ABOUT THIS TASK: Whenever the word "house" turns up in a line of the data below, copy that line.

GIVEN RECORDS:

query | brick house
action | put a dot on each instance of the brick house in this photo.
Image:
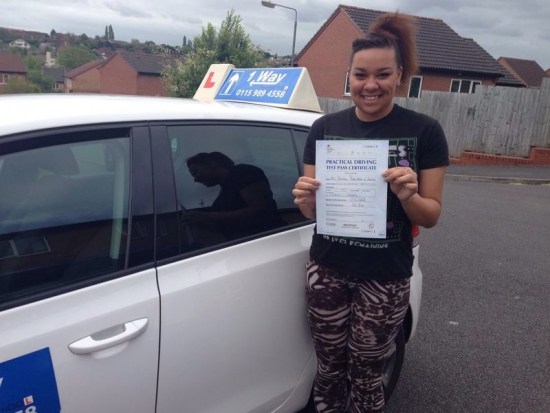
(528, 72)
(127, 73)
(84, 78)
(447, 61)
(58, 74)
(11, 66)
...
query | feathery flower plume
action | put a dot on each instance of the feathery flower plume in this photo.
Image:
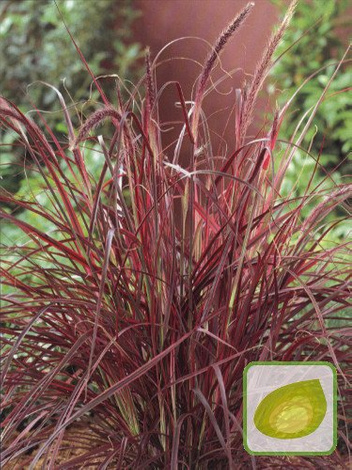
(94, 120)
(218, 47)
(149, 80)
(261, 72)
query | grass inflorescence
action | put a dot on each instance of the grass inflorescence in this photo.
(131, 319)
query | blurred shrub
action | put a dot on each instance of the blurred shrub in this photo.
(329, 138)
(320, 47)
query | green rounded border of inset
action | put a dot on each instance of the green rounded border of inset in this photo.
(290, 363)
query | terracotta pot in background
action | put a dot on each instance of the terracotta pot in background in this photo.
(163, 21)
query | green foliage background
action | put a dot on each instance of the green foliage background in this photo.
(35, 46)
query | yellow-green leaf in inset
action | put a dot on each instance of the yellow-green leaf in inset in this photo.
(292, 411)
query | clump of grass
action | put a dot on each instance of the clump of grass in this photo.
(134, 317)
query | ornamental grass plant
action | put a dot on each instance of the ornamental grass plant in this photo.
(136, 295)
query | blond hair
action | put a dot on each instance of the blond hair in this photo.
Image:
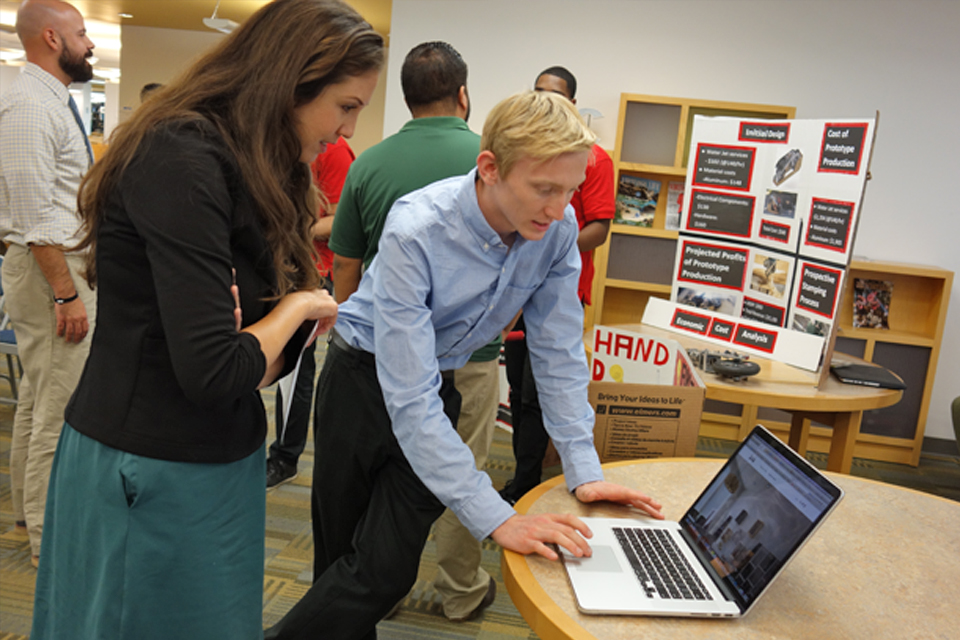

EXERCISE RESPONSE:
query | brick house
action | put a dot on each instance of the brick house in this photo.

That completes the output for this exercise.